- Directives:
1) In the identity resolution passage below, which stage comes immediately after blocking?
2) Continue the identity resolution passage below from its last sentence.
— Begin Source passage —
Identity resolution is a critical step in understanding who your customers are. Stitch is the component within Amperity that performs identity resolution by comparing all of your customer data, identifying unifying groups of customer records, and then identifying unique customer profiles that represent each of your unique, individual customers.

The stages of identity resolution are:

  1. Semantic tagging

  2. Preprocessing data

  3. Union of tables

  4. Blocking

  5. Initial scoring

  6. Pairwise comparison

  7. Stable ID assignment

Semantic tags

A semantic is a way to apply a common understanding to individual points of data across multiple data sources, even when data sources have different schemas, naming conventions, and levels of data quality.

Extract, load, transform (ELT)

An important benefit of semantic tagging is that raw data can be provided directly to Amperity, which avoids a traditional (and more expensive) extract, transform, and load (ETL) process. Amperity can extract, load, and then transform raw data from any number of large datasets.

A semantic tag standardizes profile (PII), transaction, and other important customer details across all columns in all data tables.

What semantic tags does Stitch rely on?

Stitch relies on the following semantic tags to be applied to customer records:

  • given-name (first name) and surname (last name). In some cases, a full-name is inferred (if not available).

  • Other important profile details, such as birthdate, email, and phone.

  • The address, address2, city, state, and postal tags are combined to represent a complete physical address.

  • Other location details, such as country and company.

  • Additional profile details, when available, such as gender, generational-suffix (Jr., Sr., III, etc.), and title.

Stitch uses foreign keys to associate individual customers to their interactions with your brands.

Semantic tags must be defined for every feed that will provide profile data to Stitch. This ensures that data from rich sources of profile data are brought into Amperity in a consistent manner, which improves the outcome of the Stitch process.
— End Source passage —
— Begin Supplied information —
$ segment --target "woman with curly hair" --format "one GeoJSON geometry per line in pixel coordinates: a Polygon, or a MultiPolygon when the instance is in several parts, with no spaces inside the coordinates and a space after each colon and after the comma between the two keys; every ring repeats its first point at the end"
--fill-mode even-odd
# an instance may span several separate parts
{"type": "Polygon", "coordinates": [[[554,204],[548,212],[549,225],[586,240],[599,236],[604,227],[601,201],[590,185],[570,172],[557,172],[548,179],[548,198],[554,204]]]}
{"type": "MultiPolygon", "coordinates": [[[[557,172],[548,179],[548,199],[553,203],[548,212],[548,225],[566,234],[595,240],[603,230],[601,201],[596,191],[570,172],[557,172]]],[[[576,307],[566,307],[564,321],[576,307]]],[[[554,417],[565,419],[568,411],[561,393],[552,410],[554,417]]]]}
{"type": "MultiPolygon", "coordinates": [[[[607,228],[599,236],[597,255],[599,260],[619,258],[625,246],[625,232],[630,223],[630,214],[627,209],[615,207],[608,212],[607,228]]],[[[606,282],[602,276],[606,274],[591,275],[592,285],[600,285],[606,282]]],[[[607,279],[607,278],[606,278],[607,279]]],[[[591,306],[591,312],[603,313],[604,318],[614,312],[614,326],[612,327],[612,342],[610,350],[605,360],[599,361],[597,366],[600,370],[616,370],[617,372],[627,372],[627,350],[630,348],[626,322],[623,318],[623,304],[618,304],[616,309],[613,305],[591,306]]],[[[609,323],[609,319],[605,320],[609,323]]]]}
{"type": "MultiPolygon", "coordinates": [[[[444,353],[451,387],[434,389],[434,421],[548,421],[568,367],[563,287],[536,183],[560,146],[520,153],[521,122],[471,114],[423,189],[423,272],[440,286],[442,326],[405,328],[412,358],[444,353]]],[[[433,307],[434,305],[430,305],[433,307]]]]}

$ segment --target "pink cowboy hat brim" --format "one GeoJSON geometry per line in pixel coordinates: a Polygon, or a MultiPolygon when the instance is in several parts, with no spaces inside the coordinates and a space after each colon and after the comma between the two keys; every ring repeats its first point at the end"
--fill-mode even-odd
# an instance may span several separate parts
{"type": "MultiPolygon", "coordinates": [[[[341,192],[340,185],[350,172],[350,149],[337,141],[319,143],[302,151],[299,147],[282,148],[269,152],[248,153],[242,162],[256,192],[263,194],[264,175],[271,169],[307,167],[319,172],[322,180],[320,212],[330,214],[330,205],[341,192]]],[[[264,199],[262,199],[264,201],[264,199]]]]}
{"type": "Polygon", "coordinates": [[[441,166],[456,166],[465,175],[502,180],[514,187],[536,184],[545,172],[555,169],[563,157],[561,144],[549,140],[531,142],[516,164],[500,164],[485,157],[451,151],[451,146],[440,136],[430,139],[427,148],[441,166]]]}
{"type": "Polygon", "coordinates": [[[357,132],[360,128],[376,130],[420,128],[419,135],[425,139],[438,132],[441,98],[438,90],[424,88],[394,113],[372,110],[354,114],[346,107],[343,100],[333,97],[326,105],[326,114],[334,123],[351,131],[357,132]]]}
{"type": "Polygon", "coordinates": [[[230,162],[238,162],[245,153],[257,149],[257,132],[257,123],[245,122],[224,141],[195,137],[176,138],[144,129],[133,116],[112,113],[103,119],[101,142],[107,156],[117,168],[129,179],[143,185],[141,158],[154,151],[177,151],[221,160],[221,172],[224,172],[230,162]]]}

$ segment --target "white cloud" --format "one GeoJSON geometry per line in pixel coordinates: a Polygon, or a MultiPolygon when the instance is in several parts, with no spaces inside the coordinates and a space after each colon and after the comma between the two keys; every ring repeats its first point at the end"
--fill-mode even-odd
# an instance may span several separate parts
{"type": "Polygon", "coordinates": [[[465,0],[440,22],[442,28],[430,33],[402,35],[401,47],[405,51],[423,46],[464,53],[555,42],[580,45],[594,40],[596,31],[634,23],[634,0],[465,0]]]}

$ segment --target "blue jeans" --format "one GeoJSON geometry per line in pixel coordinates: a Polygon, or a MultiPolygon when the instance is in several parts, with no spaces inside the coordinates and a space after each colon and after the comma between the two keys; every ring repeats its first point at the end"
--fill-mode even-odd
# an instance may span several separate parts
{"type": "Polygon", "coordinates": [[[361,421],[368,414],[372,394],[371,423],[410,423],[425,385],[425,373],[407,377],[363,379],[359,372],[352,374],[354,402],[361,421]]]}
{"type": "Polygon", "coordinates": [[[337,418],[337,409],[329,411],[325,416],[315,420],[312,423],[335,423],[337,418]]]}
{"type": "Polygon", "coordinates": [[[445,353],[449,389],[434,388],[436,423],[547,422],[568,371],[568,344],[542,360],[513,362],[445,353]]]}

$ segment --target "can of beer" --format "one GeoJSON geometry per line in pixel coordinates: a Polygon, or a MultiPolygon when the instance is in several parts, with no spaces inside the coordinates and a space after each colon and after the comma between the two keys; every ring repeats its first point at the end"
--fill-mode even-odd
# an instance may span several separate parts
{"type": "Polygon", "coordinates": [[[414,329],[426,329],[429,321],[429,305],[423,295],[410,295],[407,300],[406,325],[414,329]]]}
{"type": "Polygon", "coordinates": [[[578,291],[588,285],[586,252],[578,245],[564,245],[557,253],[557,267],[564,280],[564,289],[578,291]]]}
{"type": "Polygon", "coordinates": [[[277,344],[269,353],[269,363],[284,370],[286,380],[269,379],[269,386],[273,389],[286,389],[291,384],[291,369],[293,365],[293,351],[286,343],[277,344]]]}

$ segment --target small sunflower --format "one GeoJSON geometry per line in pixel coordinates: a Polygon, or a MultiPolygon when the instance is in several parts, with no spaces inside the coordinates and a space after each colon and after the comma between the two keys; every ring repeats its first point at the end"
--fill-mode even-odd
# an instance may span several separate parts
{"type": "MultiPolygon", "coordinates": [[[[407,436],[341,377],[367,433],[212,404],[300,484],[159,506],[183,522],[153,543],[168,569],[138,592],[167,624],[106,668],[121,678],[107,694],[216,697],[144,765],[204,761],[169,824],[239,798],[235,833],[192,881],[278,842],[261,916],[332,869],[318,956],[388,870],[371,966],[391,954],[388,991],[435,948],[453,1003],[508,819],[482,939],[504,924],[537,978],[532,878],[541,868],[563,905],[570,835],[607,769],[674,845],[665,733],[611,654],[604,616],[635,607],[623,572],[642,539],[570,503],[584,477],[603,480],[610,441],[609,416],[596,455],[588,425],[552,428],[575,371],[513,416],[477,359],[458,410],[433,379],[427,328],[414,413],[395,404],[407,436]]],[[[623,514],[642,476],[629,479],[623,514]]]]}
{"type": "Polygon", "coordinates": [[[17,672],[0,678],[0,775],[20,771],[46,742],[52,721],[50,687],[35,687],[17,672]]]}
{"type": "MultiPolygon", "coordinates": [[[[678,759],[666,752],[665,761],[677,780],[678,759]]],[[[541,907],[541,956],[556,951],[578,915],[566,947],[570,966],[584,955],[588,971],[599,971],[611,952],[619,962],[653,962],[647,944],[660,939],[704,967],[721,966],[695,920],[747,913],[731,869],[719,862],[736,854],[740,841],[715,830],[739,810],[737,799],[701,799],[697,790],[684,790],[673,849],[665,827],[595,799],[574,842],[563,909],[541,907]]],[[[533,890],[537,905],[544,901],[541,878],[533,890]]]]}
— End Supplied information —
- Exercise results:
1) Initial scoring.

2)
Semantic tagging works like this:

  1. A field in the customer’s system named “fname” stores an individual’s given name.

  2. A field in the customer’s system named “lname” stores the same individual’s last name.

  3. A field in the customer’s system named “primary-phone” stores a phone number.

  4. A field in the customer’s system named “date” stores an individual’s birthdate.

  5. And so on.

For those semantic tags, the feed should apply semantic tags like this:

Input Field

Semantic Tag

fname

given-name

lname

surname

primary-phone

phone

date

birthdate

This same pattern is applied to every customer data source that is brought into Amperity and it results in every single semantically-tagged field being analyzed by Amperity during the Stitch process in exactly the same way.

Amperity has built-in semantic tags for personally-identifiable information (PII), transactions, and behaviors. In addition, custom semantic tagging may be applied to fields when adding them can help identify unique individuals across massive data sets.

Preprocess data

Data is preprocessed into a consistent data pattern before it is combined into a virtual table for use with record matching, blocking, and pairwise comparison. Amperity preprocesses all values in all fields to which semantic tags for profile data were applied.

Note

Preprocessing data ensures that Stitch has access to consistent formatting of data for matching purposes. Preprocessed data is written to the Unified Preprocessed Raw data table. Amperity does not assert that preprocessed data values are better than the original values in the customer’s data.

Addresses

Amperity preprocesses addresses by converting common abbreviations to complete words, removing periods and commas (., ,), and converting all characters to UPPERCASE.

Original value

Preprocessed to

123 W. Elm St.

123 West Elm St.

123 W Elm St

123 West Elm Street

123 WEST ELM STREET

44 holiday dr.

44 Holiday Dr.

44 Holiday Drive

44 HOLIDAY DRIVE

1000 1st Ave. Ste. 1960

1000 FIRST AVENUE SUITE 1960

555 Puget Ave

P.O. Box 555

555 PUGET AVENUE PO BOX 555

Phone numbers

Amperity preprocesses phone numbers by removing parentheses, hyphens, and spaces, consolidating every phone number to a numeric string.

Original value

Preprocessed to

(333)-444-5678

3334445678

415 290 5727

4152905727

+1 (978) 425 6779

9784256779

222 4455

2224455

Email addresses

Amperity preprocesses email addresses by ensuring that only the local username and domain are present, separated by @, and converted to UPPERCASE.

Important

All email addresses are validated against a common list of local username patterns that typically indicate junk email addresses, such as test@, no@, reservation@, and so on. When an email address matches one of these patterns, that value is preprocessed to NULL.

Original value

Preprocessed to

derek+1234@amperity.com

DEREK@AMPERITY.COM

test@goaway.com

NULL

gary.smith+123@gmail.com

GARY.SMITH@GMAIL.COM

Note

Field values that were ignored during preprocessing are available as output of Stitch from the Unified Preprocessed Raw table. Fields values that were ignored due to blocklisting are available as output of Stitch from the Unified Coalesced table.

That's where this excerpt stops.